Requirement: Rewrite the lines below with every "photograph" swapped for "image", leaving everything else unchanged and omitting the pictures.

=======

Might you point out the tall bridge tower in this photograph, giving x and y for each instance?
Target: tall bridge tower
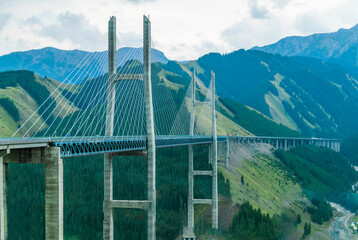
(109, 203)
(213, 148)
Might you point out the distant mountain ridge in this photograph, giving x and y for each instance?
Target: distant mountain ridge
(306, 94)
(58, 64)
(339, 47)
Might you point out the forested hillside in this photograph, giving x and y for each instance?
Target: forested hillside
(319, 99)
(25, 92)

=======

Result of the exercise:
Might you point out the tall bridge tower in this image, giving x and y for each instance?
Target: tall bridge tower
(109, 203)
(213, 148)
Might you point out the distant mountain ridge in this image, giving x and y for each instance?
Target: distant mountain ridge
(306, 94)
(58, 64)
(339, 47)
Might you point out the forested hillside in this image, giving x and y for each instance?
Target: forested hillside
(319, 99)
(25, 92)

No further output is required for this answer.